## WHAT NEEDS TO BE DONE
Go to the line in the entries below that holds "Could you tag the shrub" and repeat exactly from there through the line that holds "Sample output: point(154, 55)", inclusive.

--------------------------------------------------

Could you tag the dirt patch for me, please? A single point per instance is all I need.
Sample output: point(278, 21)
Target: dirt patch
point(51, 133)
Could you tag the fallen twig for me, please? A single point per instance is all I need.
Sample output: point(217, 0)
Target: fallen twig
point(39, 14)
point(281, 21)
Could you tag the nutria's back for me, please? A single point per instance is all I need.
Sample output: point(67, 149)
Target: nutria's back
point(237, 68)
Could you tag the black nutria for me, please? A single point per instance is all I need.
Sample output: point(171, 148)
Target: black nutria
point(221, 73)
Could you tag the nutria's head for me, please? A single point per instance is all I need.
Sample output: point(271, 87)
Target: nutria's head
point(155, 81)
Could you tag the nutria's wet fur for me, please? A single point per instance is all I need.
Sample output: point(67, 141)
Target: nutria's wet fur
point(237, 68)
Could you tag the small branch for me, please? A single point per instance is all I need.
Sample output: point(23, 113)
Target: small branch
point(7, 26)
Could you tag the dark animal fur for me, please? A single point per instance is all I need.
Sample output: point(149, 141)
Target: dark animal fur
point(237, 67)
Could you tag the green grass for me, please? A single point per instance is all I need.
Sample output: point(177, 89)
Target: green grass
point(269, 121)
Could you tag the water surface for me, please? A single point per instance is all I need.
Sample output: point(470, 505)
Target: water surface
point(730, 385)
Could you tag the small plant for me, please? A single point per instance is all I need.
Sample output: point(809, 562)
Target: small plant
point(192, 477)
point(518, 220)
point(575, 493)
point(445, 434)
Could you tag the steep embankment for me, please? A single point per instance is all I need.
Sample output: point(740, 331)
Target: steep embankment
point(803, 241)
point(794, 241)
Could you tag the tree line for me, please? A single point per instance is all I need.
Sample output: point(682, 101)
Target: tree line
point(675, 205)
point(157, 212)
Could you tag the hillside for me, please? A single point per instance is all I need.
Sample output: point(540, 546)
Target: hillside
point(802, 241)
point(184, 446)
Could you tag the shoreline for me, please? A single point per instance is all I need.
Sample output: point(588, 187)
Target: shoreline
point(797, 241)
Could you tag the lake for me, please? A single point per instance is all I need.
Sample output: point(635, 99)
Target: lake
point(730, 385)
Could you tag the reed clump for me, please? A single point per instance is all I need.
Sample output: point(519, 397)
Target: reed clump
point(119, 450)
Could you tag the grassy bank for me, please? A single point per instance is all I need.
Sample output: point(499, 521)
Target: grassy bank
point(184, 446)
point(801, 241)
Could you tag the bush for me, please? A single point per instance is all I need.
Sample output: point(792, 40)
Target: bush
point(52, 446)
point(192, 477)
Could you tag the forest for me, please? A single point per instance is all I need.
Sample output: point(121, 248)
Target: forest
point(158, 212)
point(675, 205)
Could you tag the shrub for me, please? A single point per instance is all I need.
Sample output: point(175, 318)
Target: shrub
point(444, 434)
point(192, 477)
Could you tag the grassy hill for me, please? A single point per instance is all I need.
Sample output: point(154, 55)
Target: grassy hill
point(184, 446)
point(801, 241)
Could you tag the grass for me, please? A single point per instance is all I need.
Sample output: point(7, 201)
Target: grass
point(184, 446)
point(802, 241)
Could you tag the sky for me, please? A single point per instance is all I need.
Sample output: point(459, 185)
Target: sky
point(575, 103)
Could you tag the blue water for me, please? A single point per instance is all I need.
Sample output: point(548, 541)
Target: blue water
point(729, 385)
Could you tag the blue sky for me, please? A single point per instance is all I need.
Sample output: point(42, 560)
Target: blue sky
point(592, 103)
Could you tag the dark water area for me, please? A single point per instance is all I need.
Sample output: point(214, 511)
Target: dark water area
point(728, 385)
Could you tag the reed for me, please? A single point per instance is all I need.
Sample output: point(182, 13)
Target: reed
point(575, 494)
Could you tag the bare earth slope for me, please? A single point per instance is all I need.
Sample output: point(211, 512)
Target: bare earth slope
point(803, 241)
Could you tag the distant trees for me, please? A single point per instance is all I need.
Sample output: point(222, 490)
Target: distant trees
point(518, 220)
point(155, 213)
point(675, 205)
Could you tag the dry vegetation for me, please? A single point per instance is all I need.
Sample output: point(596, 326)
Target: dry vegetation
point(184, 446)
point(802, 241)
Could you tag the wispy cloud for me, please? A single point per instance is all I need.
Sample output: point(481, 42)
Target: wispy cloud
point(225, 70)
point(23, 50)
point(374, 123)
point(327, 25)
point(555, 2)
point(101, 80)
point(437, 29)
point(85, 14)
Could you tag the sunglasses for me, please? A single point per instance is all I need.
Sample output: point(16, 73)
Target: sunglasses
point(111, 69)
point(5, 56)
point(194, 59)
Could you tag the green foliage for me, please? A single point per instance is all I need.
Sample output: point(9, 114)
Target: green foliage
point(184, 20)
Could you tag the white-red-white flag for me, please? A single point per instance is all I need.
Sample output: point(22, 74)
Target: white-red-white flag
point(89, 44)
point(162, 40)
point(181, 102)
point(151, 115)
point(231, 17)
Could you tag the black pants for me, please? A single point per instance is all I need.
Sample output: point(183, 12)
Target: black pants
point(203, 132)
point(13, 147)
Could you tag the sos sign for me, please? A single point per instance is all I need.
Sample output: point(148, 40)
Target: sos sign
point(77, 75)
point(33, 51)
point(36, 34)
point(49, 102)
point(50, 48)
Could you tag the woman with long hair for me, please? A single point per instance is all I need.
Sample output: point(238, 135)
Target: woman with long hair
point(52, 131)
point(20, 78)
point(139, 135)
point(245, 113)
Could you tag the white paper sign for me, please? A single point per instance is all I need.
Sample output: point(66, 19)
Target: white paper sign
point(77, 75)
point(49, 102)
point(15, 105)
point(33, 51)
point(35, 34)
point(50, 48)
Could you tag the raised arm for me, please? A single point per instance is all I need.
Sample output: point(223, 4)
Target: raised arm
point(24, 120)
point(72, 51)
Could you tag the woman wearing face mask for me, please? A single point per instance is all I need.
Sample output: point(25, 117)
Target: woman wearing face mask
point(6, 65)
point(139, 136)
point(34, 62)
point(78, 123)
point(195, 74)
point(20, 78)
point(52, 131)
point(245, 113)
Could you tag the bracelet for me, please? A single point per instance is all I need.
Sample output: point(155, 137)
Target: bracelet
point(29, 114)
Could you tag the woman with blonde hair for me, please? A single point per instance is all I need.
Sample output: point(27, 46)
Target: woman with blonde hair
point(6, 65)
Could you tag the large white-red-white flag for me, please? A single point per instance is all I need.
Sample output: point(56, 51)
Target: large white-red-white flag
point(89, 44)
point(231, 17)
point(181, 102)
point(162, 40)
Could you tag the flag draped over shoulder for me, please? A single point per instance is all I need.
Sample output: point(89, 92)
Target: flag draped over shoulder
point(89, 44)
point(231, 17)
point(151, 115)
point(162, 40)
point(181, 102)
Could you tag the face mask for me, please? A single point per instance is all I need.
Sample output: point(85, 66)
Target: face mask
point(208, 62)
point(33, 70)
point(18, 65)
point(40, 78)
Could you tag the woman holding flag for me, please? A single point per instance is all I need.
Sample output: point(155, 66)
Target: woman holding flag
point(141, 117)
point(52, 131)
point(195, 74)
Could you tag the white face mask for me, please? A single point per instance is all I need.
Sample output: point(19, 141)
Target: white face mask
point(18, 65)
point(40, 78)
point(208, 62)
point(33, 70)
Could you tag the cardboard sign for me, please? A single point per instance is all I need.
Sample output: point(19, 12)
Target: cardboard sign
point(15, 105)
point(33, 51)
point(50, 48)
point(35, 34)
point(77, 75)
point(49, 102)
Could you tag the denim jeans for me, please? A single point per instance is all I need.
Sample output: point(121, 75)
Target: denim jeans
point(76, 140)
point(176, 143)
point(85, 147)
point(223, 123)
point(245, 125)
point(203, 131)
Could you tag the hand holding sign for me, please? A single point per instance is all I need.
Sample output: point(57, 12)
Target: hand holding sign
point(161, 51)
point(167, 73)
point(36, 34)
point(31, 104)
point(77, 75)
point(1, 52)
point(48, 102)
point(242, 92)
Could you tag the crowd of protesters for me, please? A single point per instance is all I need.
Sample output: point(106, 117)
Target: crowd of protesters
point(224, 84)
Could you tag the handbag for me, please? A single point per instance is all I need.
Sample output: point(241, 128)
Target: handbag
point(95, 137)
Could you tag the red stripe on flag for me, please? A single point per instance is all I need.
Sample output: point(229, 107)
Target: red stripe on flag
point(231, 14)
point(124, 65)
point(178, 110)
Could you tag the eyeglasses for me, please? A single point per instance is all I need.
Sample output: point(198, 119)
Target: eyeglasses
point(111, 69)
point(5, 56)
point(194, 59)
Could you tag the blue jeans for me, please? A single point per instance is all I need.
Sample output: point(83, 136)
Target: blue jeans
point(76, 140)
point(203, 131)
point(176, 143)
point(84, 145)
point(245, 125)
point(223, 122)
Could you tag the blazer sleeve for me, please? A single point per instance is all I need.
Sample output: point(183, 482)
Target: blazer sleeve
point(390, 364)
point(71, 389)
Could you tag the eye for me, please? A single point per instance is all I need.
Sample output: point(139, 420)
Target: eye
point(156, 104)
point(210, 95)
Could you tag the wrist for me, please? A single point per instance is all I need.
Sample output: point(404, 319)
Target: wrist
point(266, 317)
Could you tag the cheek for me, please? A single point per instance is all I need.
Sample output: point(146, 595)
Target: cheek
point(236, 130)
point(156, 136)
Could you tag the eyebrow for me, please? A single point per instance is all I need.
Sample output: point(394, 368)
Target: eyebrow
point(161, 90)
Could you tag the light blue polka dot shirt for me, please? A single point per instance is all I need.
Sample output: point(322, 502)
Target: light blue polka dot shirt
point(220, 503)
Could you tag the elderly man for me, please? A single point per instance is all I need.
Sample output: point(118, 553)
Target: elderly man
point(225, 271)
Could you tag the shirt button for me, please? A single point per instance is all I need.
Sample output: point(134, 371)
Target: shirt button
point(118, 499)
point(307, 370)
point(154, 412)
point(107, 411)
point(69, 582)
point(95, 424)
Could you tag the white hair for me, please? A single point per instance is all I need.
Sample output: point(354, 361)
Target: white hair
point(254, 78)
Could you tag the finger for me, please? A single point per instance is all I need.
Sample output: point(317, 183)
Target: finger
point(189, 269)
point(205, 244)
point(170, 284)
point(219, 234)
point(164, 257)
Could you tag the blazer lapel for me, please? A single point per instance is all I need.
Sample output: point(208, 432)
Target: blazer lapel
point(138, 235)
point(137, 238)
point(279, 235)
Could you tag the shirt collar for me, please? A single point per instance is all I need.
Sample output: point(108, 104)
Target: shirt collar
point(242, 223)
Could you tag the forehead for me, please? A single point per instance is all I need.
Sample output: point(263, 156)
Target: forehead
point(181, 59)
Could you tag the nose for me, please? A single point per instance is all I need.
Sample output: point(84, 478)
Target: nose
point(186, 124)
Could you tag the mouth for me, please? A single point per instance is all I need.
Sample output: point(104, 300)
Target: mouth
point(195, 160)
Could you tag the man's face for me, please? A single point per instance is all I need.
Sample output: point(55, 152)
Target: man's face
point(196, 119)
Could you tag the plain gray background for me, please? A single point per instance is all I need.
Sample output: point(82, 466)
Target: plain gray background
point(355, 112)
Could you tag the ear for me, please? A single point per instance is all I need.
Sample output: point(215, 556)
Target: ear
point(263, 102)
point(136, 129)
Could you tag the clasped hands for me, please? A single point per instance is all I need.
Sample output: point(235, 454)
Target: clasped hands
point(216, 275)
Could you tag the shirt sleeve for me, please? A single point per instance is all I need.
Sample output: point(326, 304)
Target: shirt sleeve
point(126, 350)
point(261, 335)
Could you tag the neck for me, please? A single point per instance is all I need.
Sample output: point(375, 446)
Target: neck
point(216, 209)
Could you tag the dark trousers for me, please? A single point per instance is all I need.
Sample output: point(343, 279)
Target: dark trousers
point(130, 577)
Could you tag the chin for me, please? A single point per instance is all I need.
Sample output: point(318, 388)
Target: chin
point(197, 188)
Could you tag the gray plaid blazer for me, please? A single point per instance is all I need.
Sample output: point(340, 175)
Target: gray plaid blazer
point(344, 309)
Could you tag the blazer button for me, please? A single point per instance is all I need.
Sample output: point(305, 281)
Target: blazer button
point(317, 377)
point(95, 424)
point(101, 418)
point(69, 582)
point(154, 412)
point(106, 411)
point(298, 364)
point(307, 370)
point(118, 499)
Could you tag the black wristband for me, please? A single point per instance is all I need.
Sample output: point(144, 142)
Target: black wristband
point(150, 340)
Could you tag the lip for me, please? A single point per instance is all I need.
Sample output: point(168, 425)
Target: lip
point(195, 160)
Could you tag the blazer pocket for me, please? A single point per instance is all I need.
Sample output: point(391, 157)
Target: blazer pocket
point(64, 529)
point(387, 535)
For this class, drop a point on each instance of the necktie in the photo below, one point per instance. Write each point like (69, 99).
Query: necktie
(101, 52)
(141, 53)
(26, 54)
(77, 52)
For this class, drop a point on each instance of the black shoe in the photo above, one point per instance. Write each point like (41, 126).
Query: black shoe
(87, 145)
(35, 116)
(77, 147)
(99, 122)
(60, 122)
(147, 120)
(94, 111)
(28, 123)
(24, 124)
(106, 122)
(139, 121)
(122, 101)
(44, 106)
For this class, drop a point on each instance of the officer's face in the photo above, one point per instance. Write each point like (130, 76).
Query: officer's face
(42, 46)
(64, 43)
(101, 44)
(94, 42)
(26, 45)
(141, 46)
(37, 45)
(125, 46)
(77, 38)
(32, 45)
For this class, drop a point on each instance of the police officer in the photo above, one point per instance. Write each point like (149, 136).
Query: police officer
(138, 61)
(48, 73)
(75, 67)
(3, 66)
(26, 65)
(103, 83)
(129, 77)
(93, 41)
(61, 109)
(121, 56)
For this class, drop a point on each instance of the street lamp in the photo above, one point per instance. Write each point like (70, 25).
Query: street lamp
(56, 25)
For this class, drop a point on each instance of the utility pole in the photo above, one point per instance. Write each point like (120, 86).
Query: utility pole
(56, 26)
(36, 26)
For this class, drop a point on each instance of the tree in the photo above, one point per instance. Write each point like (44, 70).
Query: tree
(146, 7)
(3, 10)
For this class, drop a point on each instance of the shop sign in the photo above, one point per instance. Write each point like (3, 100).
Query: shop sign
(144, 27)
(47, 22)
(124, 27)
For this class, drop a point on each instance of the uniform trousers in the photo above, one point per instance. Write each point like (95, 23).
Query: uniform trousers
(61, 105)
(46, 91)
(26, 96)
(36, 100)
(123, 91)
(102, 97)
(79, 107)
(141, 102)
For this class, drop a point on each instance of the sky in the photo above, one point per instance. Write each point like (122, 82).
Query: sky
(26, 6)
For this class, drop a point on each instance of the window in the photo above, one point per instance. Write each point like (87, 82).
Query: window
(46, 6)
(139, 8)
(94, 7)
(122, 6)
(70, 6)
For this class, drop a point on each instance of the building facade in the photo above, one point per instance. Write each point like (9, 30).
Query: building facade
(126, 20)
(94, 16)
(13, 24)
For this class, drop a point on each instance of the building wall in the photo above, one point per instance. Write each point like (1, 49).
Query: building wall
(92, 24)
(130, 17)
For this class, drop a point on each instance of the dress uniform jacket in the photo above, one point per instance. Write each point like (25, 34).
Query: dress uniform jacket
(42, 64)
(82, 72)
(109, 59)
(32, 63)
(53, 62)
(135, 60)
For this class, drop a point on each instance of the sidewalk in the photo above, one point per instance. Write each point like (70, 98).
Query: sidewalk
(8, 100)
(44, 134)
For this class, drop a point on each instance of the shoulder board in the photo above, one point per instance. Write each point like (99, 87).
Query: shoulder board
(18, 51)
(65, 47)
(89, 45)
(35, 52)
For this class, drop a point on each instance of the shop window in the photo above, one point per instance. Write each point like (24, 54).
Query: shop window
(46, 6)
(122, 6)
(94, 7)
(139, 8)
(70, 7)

--------------------------------------------------

## ANSWER FOR THIS EXERCISE
Could you tag the shrub for me, please? A single point per instance is all I need.
Sample output: point(175, 318)
Target: shrub
point(444, 434)
point(192, 477)
Could you tag the grassy hill for me, please? A single point per instance is all I need.
Sample output: point(154, 55)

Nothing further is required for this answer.